### Description of the task:
Pictures stay out of the copy; set down each line of the listing below exactly.

### Records shown:

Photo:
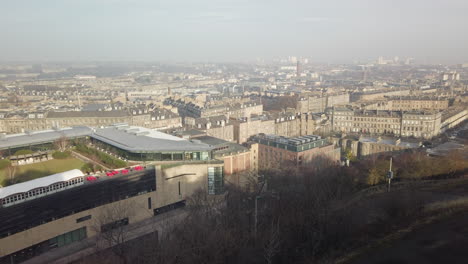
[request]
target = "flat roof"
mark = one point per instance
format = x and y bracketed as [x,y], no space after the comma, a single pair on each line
[44,136]
[390,141]
[139,139]
[38,183]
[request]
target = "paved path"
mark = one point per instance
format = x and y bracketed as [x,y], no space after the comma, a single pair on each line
[86,159]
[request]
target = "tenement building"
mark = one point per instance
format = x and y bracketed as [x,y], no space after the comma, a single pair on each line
[21,122]
[54,211]
[409,103]
[363,146]
[420,124]
[276,151]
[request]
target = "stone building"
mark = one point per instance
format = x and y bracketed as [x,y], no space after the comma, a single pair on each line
[366,146]
[318,104]
[275,151]
[412,123]
[215,126]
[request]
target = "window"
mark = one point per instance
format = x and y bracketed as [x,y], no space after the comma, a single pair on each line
[215,180]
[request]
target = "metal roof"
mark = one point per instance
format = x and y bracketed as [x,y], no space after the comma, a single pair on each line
[139,139]
[38,183]
[45,136]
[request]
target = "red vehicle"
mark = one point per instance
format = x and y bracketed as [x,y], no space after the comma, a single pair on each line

### Solved exercise:
Photo:
[request]
target = "flat roof"
mark = one point per instance
format = x and y bracketed as [x,y], no space after the comma, a single pair on each line
[44,136]
[390,141]
[139,139]
[38,183]
[request]
target = "paved path"
mark = one point per instance
format = x and y bracketed as [x,y], no space after the comma, a single pair on each line
[86,159]
[request]
target = "tenement building"
mark = one point per instance
format = x and y bracketed as [x,y], no space after the comma, a single pair on each line
[21,122]
[54,211]
[409,103]
[363,146]
[420,124]
[276,151]
[request]
target = "stone building"
mark = one point per instance
format = x and y bracketed as [x,y], no space after the comma, a single pair on each line
[366,146]
[318,104]
[275,151]
[412,123]
[215,126]
[request]
target = "window"
mark = one point per instance
format = x and y bracketed as [x,y], no space after the comma, a single pair on each line
[215,180]
[request]
target = "metal roof"
mark = one point per instance
format = x and y bracketed as [x,y], no space after the comma, a single pair on each line
[139,139]
[38,183]
[45,136]
[request]
target = "red vehicle"
mark = one point per instance
format = x and y bracketed as [x,y], no space after the comma, a single pair on each line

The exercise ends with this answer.